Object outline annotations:
####

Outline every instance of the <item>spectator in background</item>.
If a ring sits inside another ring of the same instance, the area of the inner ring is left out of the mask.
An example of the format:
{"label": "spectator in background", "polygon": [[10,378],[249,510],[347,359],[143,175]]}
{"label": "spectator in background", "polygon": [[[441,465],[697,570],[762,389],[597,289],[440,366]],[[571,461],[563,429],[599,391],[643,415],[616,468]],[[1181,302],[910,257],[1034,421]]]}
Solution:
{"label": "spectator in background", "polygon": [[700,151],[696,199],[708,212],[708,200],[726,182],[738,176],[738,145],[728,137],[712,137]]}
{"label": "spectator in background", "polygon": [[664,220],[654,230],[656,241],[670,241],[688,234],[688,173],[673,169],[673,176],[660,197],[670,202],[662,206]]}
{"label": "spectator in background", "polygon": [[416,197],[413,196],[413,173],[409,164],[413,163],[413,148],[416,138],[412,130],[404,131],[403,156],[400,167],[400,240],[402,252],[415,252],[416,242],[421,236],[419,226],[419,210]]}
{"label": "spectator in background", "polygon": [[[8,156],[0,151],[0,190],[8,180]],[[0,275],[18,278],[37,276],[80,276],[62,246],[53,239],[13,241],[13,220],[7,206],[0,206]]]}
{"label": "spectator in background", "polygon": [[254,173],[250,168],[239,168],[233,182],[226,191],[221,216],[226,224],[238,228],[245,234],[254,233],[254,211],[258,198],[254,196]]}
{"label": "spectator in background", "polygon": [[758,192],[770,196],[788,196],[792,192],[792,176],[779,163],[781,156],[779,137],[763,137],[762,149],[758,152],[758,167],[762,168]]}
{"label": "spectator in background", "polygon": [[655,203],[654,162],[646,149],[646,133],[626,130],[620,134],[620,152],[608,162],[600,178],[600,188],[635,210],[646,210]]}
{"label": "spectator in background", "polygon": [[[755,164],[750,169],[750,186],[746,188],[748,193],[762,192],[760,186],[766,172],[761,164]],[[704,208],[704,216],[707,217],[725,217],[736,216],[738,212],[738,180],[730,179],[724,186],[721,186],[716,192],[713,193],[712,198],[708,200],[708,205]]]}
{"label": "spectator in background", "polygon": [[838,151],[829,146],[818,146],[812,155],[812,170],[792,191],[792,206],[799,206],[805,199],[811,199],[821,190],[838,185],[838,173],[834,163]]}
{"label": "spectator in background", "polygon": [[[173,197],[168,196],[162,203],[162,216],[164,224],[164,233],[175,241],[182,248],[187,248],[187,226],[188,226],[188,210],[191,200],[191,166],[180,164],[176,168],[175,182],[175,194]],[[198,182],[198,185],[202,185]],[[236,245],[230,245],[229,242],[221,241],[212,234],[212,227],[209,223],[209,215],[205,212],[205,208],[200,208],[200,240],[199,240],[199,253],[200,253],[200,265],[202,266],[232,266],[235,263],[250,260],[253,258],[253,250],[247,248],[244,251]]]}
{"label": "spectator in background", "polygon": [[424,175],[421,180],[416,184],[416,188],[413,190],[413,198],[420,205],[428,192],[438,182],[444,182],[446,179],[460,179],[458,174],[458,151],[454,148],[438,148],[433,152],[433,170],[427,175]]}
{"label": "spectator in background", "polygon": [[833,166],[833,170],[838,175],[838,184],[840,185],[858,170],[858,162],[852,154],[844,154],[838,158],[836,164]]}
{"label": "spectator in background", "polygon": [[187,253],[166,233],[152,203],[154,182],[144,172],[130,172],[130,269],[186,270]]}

####

Write out every entry word for word.

Outline every instance of the <item>spectator in background</item>.
If a ring sits inside another ring of the same instance, the area of the inner ring is left out of the mask.
An example of the format:
{"label": "spectator in background", "polygon": [[10,378],[249,510],[347,359],[143,175]]}
{"label": "spectator in background", "polygon": [[[441,465],[697,570],[762,389],[597,289],[440,366]],[[571,461],[563,429],[599,391],[643,415],[616,468]],[[1181,302],[910,257],[1034,421]]]}
Solution:
{"label": "spectator in background", "polygon": [[700,151],[696,199],[708,212],[708,200],[726,182],[738,176],[738,145],[728,137],[712,137]]}
{"label": "spectator in background", "polygon": [[664,220],[654,230],[656,241],[670,241],[688,234],[688,173],[673,169],[673,176],[660,197],[670,202],[662,206]]}
{"label": "spectator in background", "polygon": [[416,197],[413,196],[413,173],[409,164],[413,163],[413,148],[416,138],[412,130],[404,131],[403,156],[400,167],[400,240],[402,252],[415,252],[416,242],[421,236],[419,226],[419,210]]}
{"label": "spectator in background", "polygon": [[[8,156],[0,151],[0,190],[8,180]],[[0,275],[18,278],[37,276],[80,276],[62,246],[53,239],[13,241],[13,220],[7,206],[0,206]]]}
{"label": "spectator in background", "polygon": [[254,173],[250,168],[239,168],[233,182],[226,191],[221,216],[226,224],[238,228],[245,234],[254,233],[254,211],[258,198],[254,196]]}
{"label": "spectator in background", "polygon": [[758,192],[770,196],[788,196],[792,192],[792,176],[779,163],[781,156],[779,137],[763,137],[762,149],[758,152],[758,167],[762,168]]}
{"label": "spectator in background", "polygon": [[655,203],[654,162],[646,149],[646,133],[626,130],[620,134],[620,152],[608,162],[600,178],[600,188],[635,210],[646,210]]}
{"label": "spectator in background", "polygon": [[[755,164],[750,169],[750,186],[746,188],[748,193],[762,192],[760,186],[766,172],[761,164]],[[704,208],[704,216],[707,217],[725,217],[736,216],[738,212],[738,180],[730,179],[724,186],[721,186],[716,192],[713,193],[712,198],[708,200],[708,205]]]}
{"label": "spectator in background", "polygon": [[838,151],[829,146],[818,146],[812,155],[812,170],[792,191],[792,206],[799,206],[805,199],[811,199],[821,190],[838,185],[838,173],[834,163]]}
{"label": "spectator in background", "polygon": [[[173,197],[168,196],[162,203],[162,216],[164,224],[164,233],[175,241],[182,248],[187,248],[187,226],[188,226],[188,210],[191,200],[191,166],[180,164],[176,168],[175,182],[175,194]],[[198,182],[198,185],[202,185]],[[236,245],[230,245],[229,242],[221,241],[212,234],[212,227],[209,223],[209,215],[205,212],[205,208],[200,208],[200,240],[199,240],[199,253],[200,253],[200,265],[202,266],[232,266],[235,263],[250,260],[253,258],[253,250],[247,248],[244,251]]]}
{"label": "spectator in background", "polygon": [[424,175],[421,180],[416,184],[416,188],[413,190],[413,198],[420,205],[428,192],[438,182],[444,182],[446,179],[460,179],[458,174],[458,151],[454,148],[438,148],[433,152],[433,170],[427,175]]}
{"label": "spectator in background", "polygon": [[833,166],[833,170],[838,175],[838,184],[840,185],[858,170],[858,162],[852,154],[844,154],[838,158],[836,164]]}
{"label": "spectator in background", "polygon": [[187,253],[166,233],[152,203],[154,182],[144,172],[130,172],[130,269],[186,270]]}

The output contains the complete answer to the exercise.